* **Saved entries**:
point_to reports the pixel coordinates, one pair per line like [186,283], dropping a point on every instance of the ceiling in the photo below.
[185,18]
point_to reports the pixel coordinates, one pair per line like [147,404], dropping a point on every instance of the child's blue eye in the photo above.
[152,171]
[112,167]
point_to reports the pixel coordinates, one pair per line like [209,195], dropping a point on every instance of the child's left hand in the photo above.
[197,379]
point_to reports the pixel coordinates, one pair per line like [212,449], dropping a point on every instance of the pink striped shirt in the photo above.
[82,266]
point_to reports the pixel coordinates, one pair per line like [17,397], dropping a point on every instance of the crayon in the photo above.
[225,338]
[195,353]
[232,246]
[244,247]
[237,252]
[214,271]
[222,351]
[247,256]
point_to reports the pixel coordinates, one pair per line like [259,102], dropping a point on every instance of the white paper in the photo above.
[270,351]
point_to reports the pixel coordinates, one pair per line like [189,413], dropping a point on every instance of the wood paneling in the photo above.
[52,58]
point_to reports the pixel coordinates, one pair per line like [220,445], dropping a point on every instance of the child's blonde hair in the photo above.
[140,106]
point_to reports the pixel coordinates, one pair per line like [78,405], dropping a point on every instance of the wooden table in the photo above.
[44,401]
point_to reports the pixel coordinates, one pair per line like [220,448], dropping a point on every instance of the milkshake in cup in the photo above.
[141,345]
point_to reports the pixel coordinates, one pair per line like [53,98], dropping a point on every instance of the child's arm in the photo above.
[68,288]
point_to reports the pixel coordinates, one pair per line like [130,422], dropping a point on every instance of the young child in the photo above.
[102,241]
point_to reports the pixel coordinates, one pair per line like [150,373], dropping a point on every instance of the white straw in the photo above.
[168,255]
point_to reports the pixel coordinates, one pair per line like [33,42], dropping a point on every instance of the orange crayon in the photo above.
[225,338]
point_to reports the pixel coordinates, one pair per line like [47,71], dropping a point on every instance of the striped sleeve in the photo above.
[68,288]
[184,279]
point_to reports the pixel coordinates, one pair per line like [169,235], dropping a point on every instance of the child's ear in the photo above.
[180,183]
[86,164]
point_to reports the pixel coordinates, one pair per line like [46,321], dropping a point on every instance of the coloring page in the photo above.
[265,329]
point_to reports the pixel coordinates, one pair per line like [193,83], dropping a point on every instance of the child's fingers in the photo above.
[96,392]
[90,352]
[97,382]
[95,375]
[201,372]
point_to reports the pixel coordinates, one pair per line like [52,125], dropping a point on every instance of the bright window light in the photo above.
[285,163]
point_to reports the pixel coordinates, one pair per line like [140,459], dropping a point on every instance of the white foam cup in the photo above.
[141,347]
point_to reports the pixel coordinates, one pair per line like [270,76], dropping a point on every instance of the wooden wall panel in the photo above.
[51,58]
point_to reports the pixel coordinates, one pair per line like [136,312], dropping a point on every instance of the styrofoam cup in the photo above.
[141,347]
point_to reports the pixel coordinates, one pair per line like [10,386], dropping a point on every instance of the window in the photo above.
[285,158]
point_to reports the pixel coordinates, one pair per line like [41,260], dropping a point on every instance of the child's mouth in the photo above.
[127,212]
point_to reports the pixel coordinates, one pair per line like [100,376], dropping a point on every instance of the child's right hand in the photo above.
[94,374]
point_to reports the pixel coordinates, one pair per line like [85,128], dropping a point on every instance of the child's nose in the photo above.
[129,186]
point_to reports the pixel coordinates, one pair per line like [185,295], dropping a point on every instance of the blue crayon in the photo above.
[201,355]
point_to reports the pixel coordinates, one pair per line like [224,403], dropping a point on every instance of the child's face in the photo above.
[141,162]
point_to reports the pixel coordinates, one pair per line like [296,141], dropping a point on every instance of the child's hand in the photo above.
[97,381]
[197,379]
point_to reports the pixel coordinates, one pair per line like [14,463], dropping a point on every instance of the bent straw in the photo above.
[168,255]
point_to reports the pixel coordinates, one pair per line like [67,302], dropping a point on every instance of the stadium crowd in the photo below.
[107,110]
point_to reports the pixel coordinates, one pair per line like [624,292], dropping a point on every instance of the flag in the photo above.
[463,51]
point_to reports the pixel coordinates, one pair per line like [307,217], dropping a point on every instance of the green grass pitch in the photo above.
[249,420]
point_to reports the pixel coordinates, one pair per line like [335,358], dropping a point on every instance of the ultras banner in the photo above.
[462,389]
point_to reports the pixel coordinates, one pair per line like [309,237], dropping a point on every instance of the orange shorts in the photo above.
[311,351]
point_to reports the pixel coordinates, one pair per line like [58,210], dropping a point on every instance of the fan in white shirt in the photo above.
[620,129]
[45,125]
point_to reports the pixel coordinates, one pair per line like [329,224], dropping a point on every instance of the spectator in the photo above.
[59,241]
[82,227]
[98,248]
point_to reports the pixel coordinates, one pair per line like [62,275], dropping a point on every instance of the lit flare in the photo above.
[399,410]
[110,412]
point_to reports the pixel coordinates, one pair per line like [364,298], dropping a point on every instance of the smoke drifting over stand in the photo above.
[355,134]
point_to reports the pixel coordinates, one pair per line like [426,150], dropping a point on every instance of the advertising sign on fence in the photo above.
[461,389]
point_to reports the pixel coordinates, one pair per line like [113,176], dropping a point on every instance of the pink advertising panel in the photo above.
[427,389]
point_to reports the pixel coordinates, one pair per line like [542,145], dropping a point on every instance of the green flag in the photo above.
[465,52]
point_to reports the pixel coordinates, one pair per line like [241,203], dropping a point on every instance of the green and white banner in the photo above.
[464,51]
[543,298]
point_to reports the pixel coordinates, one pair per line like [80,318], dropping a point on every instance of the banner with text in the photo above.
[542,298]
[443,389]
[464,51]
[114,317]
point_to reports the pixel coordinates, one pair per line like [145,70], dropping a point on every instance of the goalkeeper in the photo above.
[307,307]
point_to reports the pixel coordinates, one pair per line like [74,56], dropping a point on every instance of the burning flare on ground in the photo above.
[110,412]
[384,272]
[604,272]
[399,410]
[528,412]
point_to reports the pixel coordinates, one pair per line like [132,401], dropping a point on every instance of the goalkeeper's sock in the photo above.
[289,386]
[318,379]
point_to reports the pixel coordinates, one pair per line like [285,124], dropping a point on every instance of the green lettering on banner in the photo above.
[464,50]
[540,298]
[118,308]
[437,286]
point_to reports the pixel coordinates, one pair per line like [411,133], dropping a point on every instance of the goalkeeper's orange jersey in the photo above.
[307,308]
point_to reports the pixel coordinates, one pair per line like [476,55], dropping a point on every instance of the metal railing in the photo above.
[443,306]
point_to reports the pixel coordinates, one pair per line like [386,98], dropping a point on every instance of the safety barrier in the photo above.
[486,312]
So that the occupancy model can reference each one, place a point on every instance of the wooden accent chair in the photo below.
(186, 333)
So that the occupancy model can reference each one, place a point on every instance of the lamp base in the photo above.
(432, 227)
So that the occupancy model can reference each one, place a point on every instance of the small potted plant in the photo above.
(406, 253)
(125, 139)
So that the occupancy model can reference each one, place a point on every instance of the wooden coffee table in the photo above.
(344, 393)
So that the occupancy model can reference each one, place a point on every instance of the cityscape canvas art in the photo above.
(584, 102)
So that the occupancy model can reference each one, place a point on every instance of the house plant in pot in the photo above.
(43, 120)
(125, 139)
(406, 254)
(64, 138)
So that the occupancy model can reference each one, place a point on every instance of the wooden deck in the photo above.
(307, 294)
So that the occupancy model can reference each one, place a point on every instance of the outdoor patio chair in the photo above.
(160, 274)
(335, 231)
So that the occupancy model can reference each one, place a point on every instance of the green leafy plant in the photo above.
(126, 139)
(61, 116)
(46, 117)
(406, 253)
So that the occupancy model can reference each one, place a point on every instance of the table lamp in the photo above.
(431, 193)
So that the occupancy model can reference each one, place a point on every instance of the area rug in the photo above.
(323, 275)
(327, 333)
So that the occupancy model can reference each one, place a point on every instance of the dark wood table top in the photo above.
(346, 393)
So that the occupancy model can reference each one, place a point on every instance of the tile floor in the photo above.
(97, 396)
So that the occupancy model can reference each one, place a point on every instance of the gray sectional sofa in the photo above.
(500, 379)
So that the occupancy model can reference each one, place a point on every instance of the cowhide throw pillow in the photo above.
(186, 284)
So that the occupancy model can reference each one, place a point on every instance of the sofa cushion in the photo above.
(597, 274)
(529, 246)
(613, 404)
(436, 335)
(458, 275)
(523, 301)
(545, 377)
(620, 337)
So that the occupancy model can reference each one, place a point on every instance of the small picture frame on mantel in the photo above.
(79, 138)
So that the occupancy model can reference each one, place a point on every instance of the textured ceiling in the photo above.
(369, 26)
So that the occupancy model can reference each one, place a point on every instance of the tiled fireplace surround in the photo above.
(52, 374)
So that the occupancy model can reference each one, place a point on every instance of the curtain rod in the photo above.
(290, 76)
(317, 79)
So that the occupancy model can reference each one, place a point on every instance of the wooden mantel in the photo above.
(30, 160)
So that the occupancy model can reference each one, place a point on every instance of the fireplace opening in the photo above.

* **YOUR ASSIGNMENT**: Output only the lines from the one that contains "rod in the photo above." through the final line of the records, exactly as given.

* **RESPONSE AREA**:
So that the occupancy model can reference each one, place a point on every instance of the curtain rod in the photo above.
(290, 76)
(317, 79)
So that the occupancy model can reference each one, place a point on every instance of the wooden mantel in the photo above.
(30, 160)
So that the occupancy model can reference each one, place a point on every instance of the fireplace opening in the photo above.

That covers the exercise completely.